Yet, Brooks doesn’t simply seek to heap bucket loads of calumny upon this coterie. He seeks to “historicise” these figures and put them into context. But also provide a few words of caution against the “inadequate” ways much of the Left has responded to the IDW with rather embarrassing counterproductive tactics, often based on shaming and simple minded moralism. Four figures form the main sinew of Brooks’ text — Dave Rubin, Sam Harris, Jordan Peterson and Ben Shapiro — before he lays out his cosmopolitan path beyond the IDW.

“Dumb as a rock” is Brooks’ rather curt description of Dave Rubin. Those familiar with Michael Brooks’ YouTube show will know that for the past two years, Rubin has been a favourite piñata for Brooks to proverbially wack, mock and tease (Brooks packs a mean sardonic impression of him). Rubin gained his notoriety as a political ‘apostate’ who has followed one of the most cliched scripts in political life; he ‘left the left’ and lived to tell the tale — he was once a stalwart on The Young Turks network before his pupation into a so called ‘classical liberal’.

Now, in the course of one’s intellectual and political evolution, one will inevitably modify and perhaps revise one’s own opinions and sentiments on any number of subjects. It would be very suspicious if one never changed their mind on anything— even slightly. No doubt, one can feel the need to upend their entire raison d’etre, and in light of further study and life experience, usurp old convictions for new ones, especially when the prospects for progressive change seemingly dim, you feel a certain sense of ‘betrayal’ from your former colleagues, and the acute realisation that your youth has an expiration date sets in. But when this ‘apostasy’ is accompanied by sickly condescending fanfare and fireworks for ‘seeing the light’, and constant exploitation for naked grifting it becomes repellent.

(Listing for bounding box labeling)

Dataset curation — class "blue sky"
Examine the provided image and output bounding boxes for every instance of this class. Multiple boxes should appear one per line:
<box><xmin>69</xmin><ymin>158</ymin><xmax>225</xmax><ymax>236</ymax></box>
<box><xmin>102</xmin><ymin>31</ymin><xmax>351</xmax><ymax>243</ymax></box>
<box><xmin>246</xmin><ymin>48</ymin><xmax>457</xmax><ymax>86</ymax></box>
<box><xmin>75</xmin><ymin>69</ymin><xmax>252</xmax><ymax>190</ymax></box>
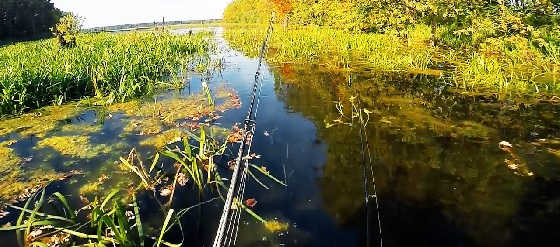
<box><xmin>52</xmin><ymin>0</ymin><xmax>232</xmax><ymax>28</ymax></box>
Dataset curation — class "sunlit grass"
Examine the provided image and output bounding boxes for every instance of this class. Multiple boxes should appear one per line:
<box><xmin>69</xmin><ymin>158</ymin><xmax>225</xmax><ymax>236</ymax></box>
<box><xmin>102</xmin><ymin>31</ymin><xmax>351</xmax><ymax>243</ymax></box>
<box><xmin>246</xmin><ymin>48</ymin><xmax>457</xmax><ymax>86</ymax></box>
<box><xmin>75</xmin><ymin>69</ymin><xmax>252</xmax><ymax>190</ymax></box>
<box><xmin>224</xmin><ymin>25</ymin><xmax>435</xmax><ymax>71</ymax></box>
<box><xmin>0</xmin><ymin>32</ymin><xmax>211</xmax><ymax>114</ymax></box>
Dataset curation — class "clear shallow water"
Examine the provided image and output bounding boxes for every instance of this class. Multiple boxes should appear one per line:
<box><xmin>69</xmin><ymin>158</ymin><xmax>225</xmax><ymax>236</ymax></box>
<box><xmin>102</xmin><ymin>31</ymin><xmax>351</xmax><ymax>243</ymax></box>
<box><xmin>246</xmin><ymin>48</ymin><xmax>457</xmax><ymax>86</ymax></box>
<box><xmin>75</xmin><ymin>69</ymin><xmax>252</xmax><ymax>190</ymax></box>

Exercise. According to the excerpt about Brooks and the IDW, on which network was Dave Rubin once a stalwart? This listing comes from a separate source.

Worked solution. The Young Turks network.